▶ _Short task_
Could you continue the forum thread below about running separate ingestion queues in Druid, picking up right after its last reply?

Is druid capable of handling multiple ingestion queues?

Hi all,

For now, I have 6 slots for ingestion tasks on 2 middlemanagers (3 each)

All tasks I receive are Hadoop ingestion using an EMR cluster.

My production cluster receives ingestion tasks every 2 minutes (over all datasources) and the most part of it don’t last more than 1mn 30s.

Perfect world for now.

But sometimes, it receives heavier tasks (between 3 and 15 tasks at the same time) that take up to 1h each.

My problem is that the lighter tasks can’t run because all slots are taken by heavy tasks. So we are getting some delay for our users.

So I’d like to know if, as the tier can help handle data/queries, there is any way to :

  • categorize ingestion tasks and assign them to specific slots (like yarn queue)

Or

  • set priority for tasks so we could ingestion lighter data before heavy tasks even if they arrived after (not my preferred solution,but could help)

If not, is it an idea in the Druid backlog ?

NB: I know I could just add some slots, but I don’t think it is a good long term answer :slight_smile:

Thanks

Hi Guillaume,

If those heavy tasks belong to specific data sources(let’s say you have 10 data sources with 7 data sources having light tasks and 3 data sources with heavy tasks),

I think you can try to put those 3 data sources with heavy tasks in a different tier instead of _default_tier.

▶ _Dataset content_
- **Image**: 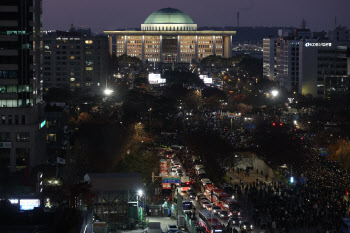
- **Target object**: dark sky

▶ _Response to this task_
Thank you.

–siva

Hi Siva,

Thanks for your reply.

I thought tier were only to segregate storage, am I wrong ? Is that also segregating taks processing ?

Unfornately, no, heavy tasks don’t belong to specific datasources (they just don’t handle the same segments)

Le mer. 23 oct. 2019 à 00:36, Siva Mannem siva.mannem@imply.io a écrit :

You can also set task priorities via https://druid.apache.org/docs/latest/ingestion/tasks.html#context-parameters

Note you can not add the context via via the console right now (this is being fixed in https://github.com/apache/incubator-druid/pull/8725)